I had to let go of the attachment to even my body being the way that I thought an adult functioning body needed to be to feel like a whole, thriving human being. I spent the years following that doing deep work on myself to reclaim and build upon a new sense of wholeness without things going the way I thought they should go. That’s a bit of an origin story.

Unwinding the body’s dysfunctional human history to go into an evolutionary exploration, you can re-excite the cells to start moving in and teach you ways you don’t even know.

Thank you. It is so traumatic to go from being an athlete to being in a wheelchair and experiencing all that. Also, the aches–physical and emotional pain. So much pain. You said you did deep work. What kind of deep work? What was your deep work?

My deep work started with a mentor named Emilie Conrad. She died about ten years ago, in 2014. In early 2000, I started to study movement with her because she was the only person in the world at the time who had succeeded in helping people with paralysis recover body function. I was like, “If there’s one person in the world who can help me, I’m going to learn from her.”

I studied under her for a while. She created a movement practice called the Continuum Movement, which was extraordinary in its scope because it was really about helping those with paralysis. That was the leading edge of where she was going with her work, but her work was really about understanding that so much of the movement, even in able-bodied individuals, was largely encumbered by how we have learned to use our bodies. Most people aren’t really in their bodies at all. Most people are in their heads, using their heads to govern the direction of their body versus having a relationship with the body’s intelligence.

Her whole premise was we’ve lost connection completely to the body. The body has been industrialized by society. It serves primarily a utilitarian role, and it’s not meant to be that way.

(Point-per-instance localization data)
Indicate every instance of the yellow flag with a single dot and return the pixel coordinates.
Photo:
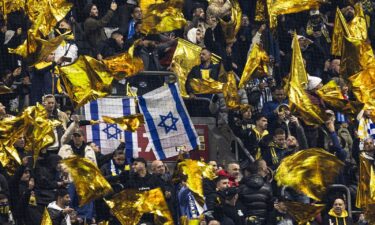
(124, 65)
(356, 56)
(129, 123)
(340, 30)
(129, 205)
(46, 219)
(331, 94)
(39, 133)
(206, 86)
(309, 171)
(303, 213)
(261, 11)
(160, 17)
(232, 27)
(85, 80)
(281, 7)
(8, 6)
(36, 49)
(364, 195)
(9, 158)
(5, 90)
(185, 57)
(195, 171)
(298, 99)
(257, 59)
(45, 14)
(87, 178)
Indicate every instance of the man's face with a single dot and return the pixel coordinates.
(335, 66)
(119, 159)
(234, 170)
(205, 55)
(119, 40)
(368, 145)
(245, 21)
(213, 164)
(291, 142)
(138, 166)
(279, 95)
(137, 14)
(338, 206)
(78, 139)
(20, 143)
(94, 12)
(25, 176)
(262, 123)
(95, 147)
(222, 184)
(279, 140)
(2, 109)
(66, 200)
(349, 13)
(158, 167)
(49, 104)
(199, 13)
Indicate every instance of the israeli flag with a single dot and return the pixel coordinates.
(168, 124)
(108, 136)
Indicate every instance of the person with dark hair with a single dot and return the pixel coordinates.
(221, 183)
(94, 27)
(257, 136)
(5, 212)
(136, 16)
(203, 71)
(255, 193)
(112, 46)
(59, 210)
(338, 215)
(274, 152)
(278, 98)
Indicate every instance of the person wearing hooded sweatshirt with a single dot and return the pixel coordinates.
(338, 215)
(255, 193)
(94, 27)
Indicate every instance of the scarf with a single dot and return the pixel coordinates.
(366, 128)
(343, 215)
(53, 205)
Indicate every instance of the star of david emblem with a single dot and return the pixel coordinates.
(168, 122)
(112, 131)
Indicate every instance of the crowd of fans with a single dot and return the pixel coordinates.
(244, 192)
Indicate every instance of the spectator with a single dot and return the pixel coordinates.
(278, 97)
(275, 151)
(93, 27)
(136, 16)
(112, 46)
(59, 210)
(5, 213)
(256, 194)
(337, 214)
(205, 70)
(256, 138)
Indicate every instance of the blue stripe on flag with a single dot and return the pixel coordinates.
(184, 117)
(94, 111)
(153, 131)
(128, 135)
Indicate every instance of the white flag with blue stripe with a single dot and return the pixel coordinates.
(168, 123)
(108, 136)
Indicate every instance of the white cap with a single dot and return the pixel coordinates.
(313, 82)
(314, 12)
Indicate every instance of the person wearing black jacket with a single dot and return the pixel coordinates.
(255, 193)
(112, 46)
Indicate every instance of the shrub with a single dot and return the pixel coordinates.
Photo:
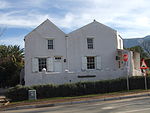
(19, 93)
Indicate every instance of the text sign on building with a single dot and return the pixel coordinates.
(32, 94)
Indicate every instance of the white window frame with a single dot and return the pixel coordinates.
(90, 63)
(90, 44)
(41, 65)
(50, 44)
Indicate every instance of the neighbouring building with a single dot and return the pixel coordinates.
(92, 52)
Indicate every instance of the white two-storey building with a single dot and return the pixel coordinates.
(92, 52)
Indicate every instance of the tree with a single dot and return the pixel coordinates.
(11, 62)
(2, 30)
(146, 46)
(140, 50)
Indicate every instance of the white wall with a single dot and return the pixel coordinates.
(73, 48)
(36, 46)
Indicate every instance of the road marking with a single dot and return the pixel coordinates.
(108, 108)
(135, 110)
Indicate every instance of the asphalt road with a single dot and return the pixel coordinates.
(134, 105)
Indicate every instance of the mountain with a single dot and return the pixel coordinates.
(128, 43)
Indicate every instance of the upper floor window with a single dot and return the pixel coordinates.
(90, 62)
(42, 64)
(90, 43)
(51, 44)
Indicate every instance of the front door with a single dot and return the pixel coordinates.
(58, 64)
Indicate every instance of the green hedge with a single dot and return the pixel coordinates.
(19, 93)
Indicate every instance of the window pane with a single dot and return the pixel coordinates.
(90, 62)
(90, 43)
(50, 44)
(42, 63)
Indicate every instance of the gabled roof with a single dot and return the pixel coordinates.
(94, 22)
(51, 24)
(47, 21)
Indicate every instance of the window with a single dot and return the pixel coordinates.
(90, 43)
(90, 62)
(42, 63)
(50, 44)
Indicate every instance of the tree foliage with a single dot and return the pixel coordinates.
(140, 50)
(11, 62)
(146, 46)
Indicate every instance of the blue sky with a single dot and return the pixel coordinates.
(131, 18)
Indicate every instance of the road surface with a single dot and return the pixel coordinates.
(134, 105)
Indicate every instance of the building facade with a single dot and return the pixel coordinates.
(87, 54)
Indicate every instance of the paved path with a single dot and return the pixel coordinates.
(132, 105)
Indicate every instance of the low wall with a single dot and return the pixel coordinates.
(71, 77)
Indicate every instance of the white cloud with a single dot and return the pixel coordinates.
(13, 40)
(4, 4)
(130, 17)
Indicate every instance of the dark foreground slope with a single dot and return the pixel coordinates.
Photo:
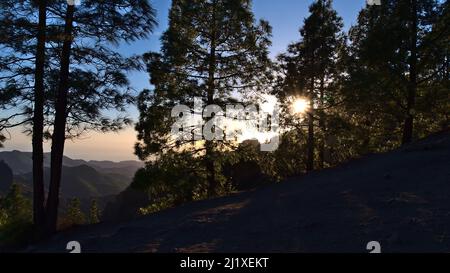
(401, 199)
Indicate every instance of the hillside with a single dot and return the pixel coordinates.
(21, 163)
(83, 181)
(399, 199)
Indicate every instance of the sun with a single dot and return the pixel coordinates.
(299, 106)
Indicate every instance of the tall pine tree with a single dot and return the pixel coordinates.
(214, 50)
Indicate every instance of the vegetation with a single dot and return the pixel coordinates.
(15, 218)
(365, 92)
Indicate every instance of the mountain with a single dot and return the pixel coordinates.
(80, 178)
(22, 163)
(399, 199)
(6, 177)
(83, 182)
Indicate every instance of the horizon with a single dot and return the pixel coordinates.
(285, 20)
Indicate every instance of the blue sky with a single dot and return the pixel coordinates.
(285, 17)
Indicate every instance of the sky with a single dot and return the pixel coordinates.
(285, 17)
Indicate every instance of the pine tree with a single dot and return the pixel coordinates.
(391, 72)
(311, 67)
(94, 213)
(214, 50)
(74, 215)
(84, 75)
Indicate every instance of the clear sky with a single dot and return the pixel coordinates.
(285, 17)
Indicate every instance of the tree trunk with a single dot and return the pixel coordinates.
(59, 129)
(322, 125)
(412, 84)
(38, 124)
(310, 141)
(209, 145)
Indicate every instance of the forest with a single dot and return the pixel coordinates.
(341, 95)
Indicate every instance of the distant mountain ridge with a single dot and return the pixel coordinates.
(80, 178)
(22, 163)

* **TASK REQUIREMENTS**: In the interview above, rewrite the paragraph beginning "I studied under her for a while" as a short bulleted list that keeps its main facts.

* **WRITTEN ANSWER**:
- The speaker studied under her for a while.
- She created the Continuum Movement, a practice extraordinary in scope because it aimed to help people with paralysis.
- Helping those with paralysis was the leading edge of her work.
- Her deeper point was that movement, even in able-bodied people, is largely encumbered by how we have learned to use our bodies.
- Most people are not really in their bodies. They live in their heads and use their heads to direct the body instead of relating to the body's intelligence.